Work instruction =>
A verbatim repeat of the lines below is required, with the pictures removed.

-------

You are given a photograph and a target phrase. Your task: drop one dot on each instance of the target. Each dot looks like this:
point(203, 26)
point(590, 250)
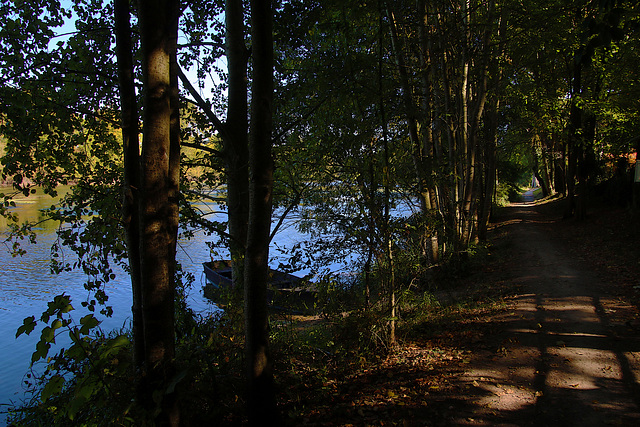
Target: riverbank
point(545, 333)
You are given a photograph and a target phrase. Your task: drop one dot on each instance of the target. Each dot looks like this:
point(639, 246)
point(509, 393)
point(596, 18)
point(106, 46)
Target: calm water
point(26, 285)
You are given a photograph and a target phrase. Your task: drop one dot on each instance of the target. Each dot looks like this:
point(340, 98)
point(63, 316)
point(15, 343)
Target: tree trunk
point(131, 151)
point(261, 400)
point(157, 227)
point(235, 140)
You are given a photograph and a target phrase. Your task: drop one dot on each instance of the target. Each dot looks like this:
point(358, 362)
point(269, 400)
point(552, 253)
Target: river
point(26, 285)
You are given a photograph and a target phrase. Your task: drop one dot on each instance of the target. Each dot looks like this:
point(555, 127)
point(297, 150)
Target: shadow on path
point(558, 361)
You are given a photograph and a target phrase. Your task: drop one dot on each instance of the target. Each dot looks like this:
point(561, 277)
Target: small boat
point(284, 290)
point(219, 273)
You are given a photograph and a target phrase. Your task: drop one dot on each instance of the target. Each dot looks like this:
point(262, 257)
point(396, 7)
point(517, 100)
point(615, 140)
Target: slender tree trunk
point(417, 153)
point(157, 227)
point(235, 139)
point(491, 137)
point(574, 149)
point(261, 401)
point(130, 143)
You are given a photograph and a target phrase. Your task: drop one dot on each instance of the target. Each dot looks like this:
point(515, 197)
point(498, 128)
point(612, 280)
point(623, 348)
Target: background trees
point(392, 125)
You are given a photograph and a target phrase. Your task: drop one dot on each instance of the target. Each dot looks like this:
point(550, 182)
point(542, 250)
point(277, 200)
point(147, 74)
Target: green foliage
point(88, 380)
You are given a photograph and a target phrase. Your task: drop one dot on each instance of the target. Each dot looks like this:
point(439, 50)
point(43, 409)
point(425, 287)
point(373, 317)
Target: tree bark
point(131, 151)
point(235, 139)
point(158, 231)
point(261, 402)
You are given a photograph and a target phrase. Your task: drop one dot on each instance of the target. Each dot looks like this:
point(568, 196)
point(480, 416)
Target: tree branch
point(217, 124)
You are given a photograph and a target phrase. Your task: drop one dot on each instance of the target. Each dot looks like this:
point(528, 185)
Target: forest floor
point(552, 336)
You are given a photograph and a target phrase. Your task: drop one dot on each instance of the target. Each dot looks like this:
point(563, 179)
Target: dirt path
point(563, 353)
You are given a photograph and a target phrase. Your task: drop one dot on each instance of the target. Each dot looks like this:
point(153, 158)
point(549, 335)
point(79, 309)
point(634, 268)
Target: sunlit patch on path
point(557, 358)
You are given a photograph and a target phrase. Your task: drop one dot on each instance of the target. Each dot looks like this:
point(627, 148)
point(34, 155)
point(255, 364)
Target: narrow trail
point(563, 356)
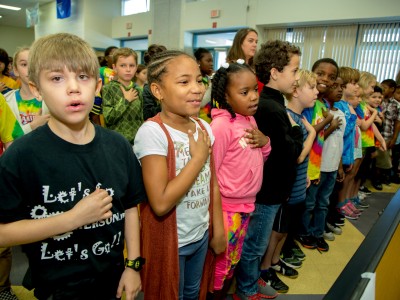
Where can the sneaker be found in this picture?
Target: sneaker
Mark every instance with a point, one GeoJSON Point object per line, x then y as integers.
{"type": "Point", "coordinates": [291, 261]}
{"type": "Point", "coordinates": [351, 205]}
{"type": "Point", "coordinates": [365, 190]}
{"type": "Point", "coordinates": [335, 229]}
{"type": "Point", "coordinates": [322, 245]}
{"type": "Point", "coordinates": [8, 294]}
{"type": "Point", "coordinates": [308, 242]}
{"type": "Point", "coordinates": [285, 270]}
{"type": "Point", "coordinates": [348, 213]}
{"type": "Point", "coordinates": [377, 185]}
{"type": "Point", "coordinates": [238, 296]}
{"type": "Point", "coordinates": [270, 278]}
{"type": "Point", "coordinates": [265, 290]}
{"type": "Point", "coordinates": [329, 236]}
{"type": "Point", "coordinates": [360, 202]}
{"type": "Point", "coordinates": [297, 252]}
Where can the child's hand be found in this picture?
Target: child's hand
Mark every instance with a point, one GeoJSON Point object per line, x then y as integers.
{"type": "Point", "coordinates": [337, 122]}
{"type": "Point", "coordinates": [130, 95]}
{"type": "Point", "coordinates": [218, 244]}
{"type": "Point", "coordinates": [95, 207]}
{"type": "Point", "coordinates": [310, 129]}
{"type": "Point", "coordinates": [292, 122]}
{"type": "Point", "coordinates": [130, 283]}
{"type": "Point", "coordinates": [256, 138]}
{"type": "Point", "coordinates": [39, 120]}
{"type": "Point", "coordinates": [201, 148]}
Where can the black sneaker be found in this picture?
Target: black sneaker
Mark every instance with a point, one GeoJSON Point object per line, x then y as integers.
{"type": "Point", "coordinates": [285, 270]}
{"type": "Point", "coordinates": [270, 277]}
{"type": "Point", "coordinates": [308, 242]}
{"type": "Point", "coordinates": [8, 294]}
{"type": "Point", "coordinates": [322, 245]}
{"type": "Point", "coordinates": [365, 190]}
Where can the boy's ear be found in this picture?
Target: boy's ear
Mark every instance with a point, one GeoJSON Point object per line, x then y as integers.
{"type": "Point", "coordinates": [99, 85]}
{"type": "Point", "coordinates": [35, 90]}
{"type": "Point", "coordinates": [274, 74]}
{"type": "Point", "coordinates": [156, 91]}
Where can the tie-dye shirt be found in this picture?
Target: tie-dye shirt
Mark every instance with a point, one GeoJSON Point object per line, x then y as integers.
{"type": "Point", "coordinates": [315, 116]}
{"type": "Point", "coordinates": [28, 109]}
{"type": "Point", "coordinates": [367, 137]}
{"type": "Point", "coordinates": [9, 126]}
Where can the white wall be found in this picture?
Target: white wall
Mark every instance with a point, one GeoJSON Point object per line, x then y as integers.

-------

Expected answer =>
You are given a photograph and a target phrase. Your task: drop one dot on each instance of the target. Each dot looks like this:
point(203, 26)
point(590, 250)
Target: riverbank
point(545, 333)
You are given a photograph and a target phrase. Your task: drop one dot on each instance of the target. Each dot looks like this:
point(639, 246)
point(509, 393)
point(596, 18)
point(106, 46)
Target: calm water
point(26, 285)
You are given a photograph and a target phrase. Your task: drop one dot on each instance of the target. Each dot looks like this:
point(340, 98)
point(63, 316)
point(15, 343)
Target: tree trunk
point(131, 151)
point(261, 400)
point(157, 227)
point(235, 140)
You are given a photograph and a target phrase. Your task: drop one dot on each instance of the target. Each dot looks like this:
point(358, 362)
point(269, 400)
point(552, 253)
Target: river
point(26, 285)
You are given a photograph and a target phrase. Your task: drop one dot on each instance of the target. Each dot looks like this:
point(555, 127)
point(297, 150)
Target: shadow on path
point(558, 361)
You are given a photograph and a target phrase. Your task: drop one dot on each instance of the target. Each dot looks like this:
point(561, 277)
Target: small boat
point(284, 290)
point(219, 273)
You are given a photograph and a target phrase. Your task: drop one dot on each instance of the target. Each dot looks like this:
point(262, 257)
point(396, 7)
point(517, 100)
point(615, 140)
Target: slender tree trunk
point(417, 153)
point(157, 227)
point(235, 139)
point(491, 137)
point(574, 149)
point(261, 401)
point(130, 143)
You are given a photograph and a target phrase. Your task: drop one dot on each instance of the target. Each dot looks like this:
point(515, 197)
point(498, 128)
point(612, 280)
point(623, 348)
Target: background trees
point(392, 125)
You are given a photograph and a target phrase. Your task: drop one dot on each instance of the target. Each dot looks like this:
point(550, 182)
point(542, 250)
point(277, 200)
point(147, 74)
Target: green foliage
point(88, 380)
You are given a photograph and a target phrase. Your task: drop one dot on each instance of the target. Each dot looks like this:
point(439, 50)
point(43, 409)
point(425, 287)
point(373, 317)
Target: tree bark
point(131, 151)
point(235, 139)
point(158, 231)
point(261, 402)
You are given a photograph and a target phrase. Your task: drop one dot on each instance of the target. Each dot looks like this:
point(568, 196)
point(480, 416)
Target: tree branch
point(217, 124)
You are given a photograph and a target phrase. Your task: drop one dot on each instance of the target. Each dot looks like this:
point(528, 185)
Target: forest floor
point(552, 336)
You are given a photograph and a target phrase. Your task: drop one dot on each instance of the target. Each dot looks like this:
point(563, 179)
Target: dirt path
point(563, 353)
You are given a photograph and a target phrase. Your task: drop one dot on each instance of the target. Each dot looks like this:
point(153, 158)
point(549, 335)
point(79, 309)
point(634, 268)
Target: sunlit patch on path
point(557, 358)
You are given a photograph and a target phrase. Your task: drop one dot on each instance of the target. Each dot looks like this:
point(627, 148)
point(34, 155)
point(255, 364)
Target: narrow trail
point(563, 356)
Where can the sneaker be found in this picture?
Target: sneaker
Mark every instance with a point, one GeoJSON Point object per line, x then y as integers.
{"type": "Point", "coordinates": [291, 261]}
{"type": "Point", "coordinates": [351, 205]}
{"type": "Point", "coordinates": [365, 190]}
{"type": "Point", "coordinates": [335, 229]}
{"type": "Point", "coordinates": [322, 245]}
{"type": "Point", "coordinates": [8, 294]}
{"type": "Point", "coordinates": [308, 242]}
{"type": "Point", "coordinates": [285, 270]}
{"type": "Point", "coordinates": [348, 213]}
{"type": "Point", "coordinates": [377, 185]}
{"type": "Point", "coordinates": [238, 296]}
{"type": "Point", "coordinates": [270, 278]}
{"type": "Point", "coordinates": [265, 290]}
{"type": "Point", "coordinates": [329, 236]}
{"type": "Point", "coordinates": [360, 202]}
{"type": "Point", "coordinates": [297, 252]}
Where can the child's hand be found in this picture?
Target: child's hand
Mark every instance with a point, one GeoJSON Point object per line, x then y as integers.
{"type": "Point", "coordinates": [337, 122]}
{"type": "Point", "coordinates": [130, 95]}
{"type": "Point", "coordinates": [218, 244]}
{"type": "Point", "coordinates": [95, 207]}
{"type": "Point", "coordinates": [310, 129]}
{"type": "Point", "coordinates": [292, 122]}
{"type": "Point", "coordinates": [130, 283]}
{"type": "Point", "coordinates": [256, 138]}
{"type": "Point", "coordinates": [39, 120]}
{"type": "Point", "coordinates": [201, 148]}
Where can the black sneaker be found in this picture?
Target: black sneaker
Mark every instance with a point, one GeoJSON Point object per line, x then y as integers.
{"type": "Point", "coordinates": [285, 270]}
{"type": "Point", "coordinates": [270, 277]}
{"type": "Point", "coordinates": [308, 242]}
{"type": "Point", "coordinates": [8, 294]}
{"type": "Point", "coordinates": [322, 245]}
{"type": "Point", "coordinates": [365, 190]}
Where can the boy's ear be found in this picture?
Target: boy's ear
Mark every instance with a point, one GeoJSON Point object per line, x then y as integers.
{"type": "Point", "coordinates": [99, 85]}
{"type": "Point", "coordinates": [35, 90]}
{"type": "Point", "coordinates": [274, 74]}
{"type": "Point", "coordinates": [156, 91]}
Where can the tie-dye shirt be found in this picture?
Target: tie-dye shirt
Mark every instance with a point, one GeoJSON Point object per line, x then y as integers.
{"type": "Point", "coordinates": [315, 116]}
{"type": "Point", "coordinates": [28, 109]}
{"type": "Point", "coordinates": [367, 137]}
{"type": "Point", "coordinates": [9, 126]}
Where can the white wall be found in this picture?
Target: white wall
Mark every instance with a point, one GeoJSON Point object per line, x then y as integers.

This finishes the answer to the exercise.